## Aim 1
Please transcribe the passage on the shadow self between "It would even" and "Recurring theme? Hmmm.", inclusive.
## Aim 2
Carry the passage on the shadow self forward, writing what comes after its last sentence.

## Passage to read

Do you ever feel beautiful? Or, more to the point, experience the Beauty that is in us all, just because we are alive?
I have been much in my shadow self the last few weeks. This is not a pretty place to be, not comfortable, and certainly not consonant with my idea of myself as a ‘good’ person. A large part of my self-definition comes from Being A Good Person, so when I think and behave in ways that are possibly harmful, that have been influenced by unclear thinking, it throws me more than a little!
It would even be funny, if it wasn’t so uncomfortable: here I have all this theory, I KNOW what’s going on with me, but these little perspective-eating monsters chew away at my equanimity anyway.
The Yoga Sutra calls those little monsters kleshas, or obstacles to clear perception. I have talked about them before, too! Recurring theme? Hmmm.

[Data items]
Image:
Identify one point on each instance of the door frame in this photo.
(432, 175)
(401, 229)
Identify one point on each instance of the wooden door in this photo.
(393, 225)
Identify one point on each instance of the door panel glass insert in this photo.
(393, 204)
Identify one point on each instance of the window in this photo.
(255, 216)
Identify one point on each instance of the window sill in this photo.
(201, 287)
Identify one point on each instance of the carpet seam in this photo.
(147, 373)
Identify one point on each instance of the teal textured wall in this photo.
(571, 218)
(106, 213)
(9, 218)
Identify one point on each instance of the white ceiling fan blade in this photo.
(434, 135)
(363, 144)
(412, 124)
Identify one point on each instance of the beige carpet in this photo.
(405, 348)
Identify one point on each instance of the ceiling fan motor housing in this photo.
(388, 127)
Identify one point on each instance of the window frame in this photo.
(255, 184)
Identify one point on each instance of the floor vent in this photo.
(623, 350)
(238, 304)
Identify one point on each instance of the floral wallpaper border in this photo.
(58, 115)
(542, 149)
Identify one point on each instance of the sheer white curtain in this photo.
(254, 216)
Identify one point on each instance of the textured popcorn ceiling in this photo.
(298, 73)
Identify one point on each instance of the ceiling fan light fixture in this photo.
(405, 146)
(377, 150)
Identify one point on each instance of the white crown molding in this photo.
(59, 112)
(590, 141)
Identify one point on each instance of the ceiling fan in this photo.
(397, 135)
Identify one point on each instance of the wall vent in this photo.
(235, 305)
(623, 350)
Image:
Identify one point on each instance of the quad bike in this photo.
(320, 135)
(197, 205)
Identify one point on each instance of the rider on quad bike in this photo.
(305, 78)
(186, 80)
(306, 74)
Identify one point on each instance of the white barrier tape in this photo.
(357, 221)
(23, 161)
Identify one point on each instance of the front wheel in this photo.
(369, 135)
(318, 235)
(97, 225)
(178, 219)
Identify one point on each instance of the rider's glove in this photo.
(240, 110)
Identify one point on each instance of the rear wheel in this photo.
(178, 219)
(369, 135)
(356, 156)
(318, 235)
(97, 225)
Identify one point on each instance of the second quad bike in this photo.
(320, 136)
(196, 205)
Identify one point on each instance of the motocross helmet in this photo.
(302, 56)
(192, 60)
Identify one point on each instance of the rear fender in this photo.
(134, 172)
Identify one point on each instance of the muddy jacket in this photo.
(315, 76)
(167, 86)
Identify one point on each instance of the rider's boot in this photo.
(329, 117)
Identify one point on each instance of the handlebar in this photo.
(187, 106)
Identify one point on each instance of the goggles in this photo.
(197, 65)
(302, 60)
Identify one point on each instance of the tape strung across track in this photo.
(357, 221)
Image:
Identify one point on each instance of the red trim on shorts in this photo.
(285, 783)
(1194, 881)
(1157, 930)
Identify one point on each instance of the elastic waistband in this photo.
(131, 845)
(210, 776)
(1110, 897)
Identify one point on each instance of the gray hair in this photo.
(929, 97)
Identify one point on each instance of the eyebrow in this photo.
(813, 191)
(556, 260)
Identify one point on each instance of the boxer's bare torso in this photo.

## Result 1
It would even be funny, if it wasn’t so uncomfortable: here I have all this theory, I KNOW what’s going on with me, but these little perspective-eating monsters chew away at my equanimity anyway.
The Yoga Sutra calls those little monsters kleshas, or obstacles to clear perception. I have talked about them before, too! Recurring theme? Hmmm.

## Result 2
Allow me to list them, just so I can check whether I have that particular obstacle in my head right now:
Avidya - wrong knowledge or misapprehension, although it can be translated in other, kinder ways. The misapprehension, really, is that we are somehow separate from Source, from the divine animation that is Us.
Yup, definitely got that one.
Asmita - false identity, or excessive identification with ‘I’.
I want this, I fear that, I need this.
Oh yeah, got that one for sure.
Raga - excessive attachments, or desire.
I want this, I want this, I want this!
Yup. Got that one.
Dvesa - unreasonable dislikes, or aversions.
I fear this, that makes me anxious, I don’t like that…
Yup. Got it.
Abhinivesha - insecurity. The deepest one. I don’t think I need to tell you…I’ve got this one too!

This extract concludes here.